§ **Compito 1**:
Rispondi alle seguenti domande sull'articolo sulla contestazione alla ministra Roccella, una risposta per riga.
(a) In quale città e in quale data avviene la contestazione?
(b) Quali gruppi di attivisti interrompono l'intervento della ministra?
(c) Secondo il titolo della replica, come dicono di essere stati trattati gli attivisti?
§ **Compito 2**:
Prosegui l'articolo sulla contestazione alla ministra Roccella a partire dal titolo con cui termina.

§ **Testo fornito**:
Contestati e contestatori, come guelfi e ghibellini. Vincitori e vinti nel tumultuoso dibattito che talvolta smette di focalizzarsi sui temi e finisce per concentrarsi e stigmatizzare i modi anziché riflettere sul messaggio.

Contestazione alla ministra Roccella

Torino, 20 maggio scorso. Al Salone del libro la ministra della Famiglia e delle Pari Opportunità Eugenia Maria Roccella è sul palco per presentare il suo libro, “Una famiglia radicale”. Il suo intervento però è interrotto da attivisti di Extinction Rebellion, Fridays for Future e Nonunadimeno, che contestano la ministra per le sue posizioni in tema di aborto e natalità. “Non voglio che nessuno sia portato via con la forza” chiederà la ministra, ricordando come anche lei nella sua militanza giovanile era stata portata via di peso dalle forze dell’ordine. Modi quindi piuttosto che messaggio. Il tema è il diritto all’aborto, ma non solo: nella protesta di Torino si mescolano anche l’emergenza climatica e il femminismo, come risposta alle parole molto forti sul tema da parte del governo e della Roccella stessa. Solo parole, per ora. Come quelle che la stessa esponente del governo Meloni ha per i suoi contestatori: La sinistra non rispetta chi non la pensa come loro“.

La replica degli attivisti: “Intimiditi e portati via di forza”

§ **Estratto del dataset**:
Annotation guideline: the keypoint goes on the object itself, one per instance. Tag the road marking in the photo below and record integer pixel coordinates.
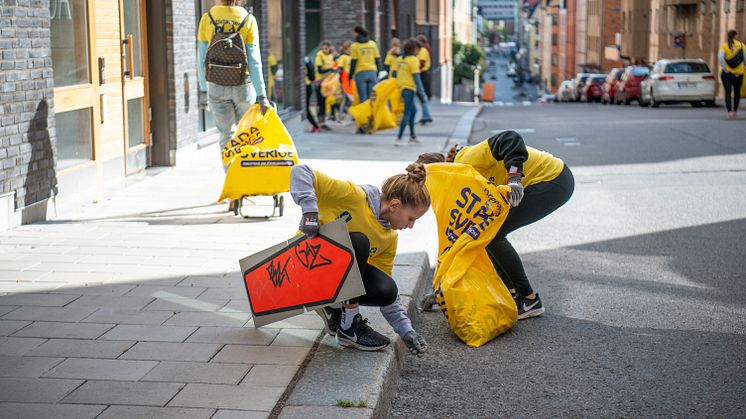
(568, 141)
(518, 130)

§ **Risposta al compito 1**:
(a) A Torino, il 20 maggio.
(b) Extinction Rebellion, Fridays for Future e Nonunadimeno.
(c) Dicono di essere stati intimiditi e portati via di forza.

§ **Risposta al compito 2**:
I collettivi che hanno partecipato alla contestazione nei confronti della ministra Roccella, rifiutando diversi inviti in trasmissioni televisive, tengono però a raccontare la loro versione di quanto accaduto:

Una protesta pacifica pensata per denunciare da un lato le posizioni della ministra Roccella, che ha più volte dichiarato che “l’aborto è una scorciatoia che non dovrebbe più esserci”; dall’altro il governo nazionale e regionale, che a fronte di una crisi climatica ormai conclamata, continua a osteggiare qualsiasi misura volta a ridurre le emissioni e a inquinare irresponsabilmente il dibattito pubblico con affermazioni dichiaratamente negazioniste. (…) Per capire quello che è successo sabato al Salone del Libro di Torino occorre però conoscere i fatti, guardare tutti i video dalla giornata, ascoltare e dare spazio al racconto di chi quella protesta l’ha messa in pratica. Il racconto che emerge, testimoniato dai video in circolazione, è di semplici persone che, usando i propri corpi e le proprie voci, si sono alzate per cantare dei cori e pronunciare parole di dissenso, in una protesta pacifica che mai ha sfociato nella violenza. Cori ai quali si è via via unita in solidarietà una folla variegata, che ha animato, rinvigorito e trasformato la protesta, mostrando come le posizioni di Roccella e Marrone sull’autodeterminazione delle donne abbiano suscitato sdegno anche tra i visitatori del Salone. Ma il racconto che emerge oggi dalle attiviste, parla anche di un pesante clima di intimidazione, di minacce da parte delle forze dell’ordine, di persone strattonate e trascinate via con la forza, di telefoni sequestrati e zaini perquisiti in maniera illegittima e senza mandato. Nei video che si vedono sul web, infatti, nonostante le persone presenti non abbiano mai opposto resistenza attiva, vengono afferrate in malo modo dalla polizia e trascinate via di peso.

Focus sul metodo (e non sul messaggio)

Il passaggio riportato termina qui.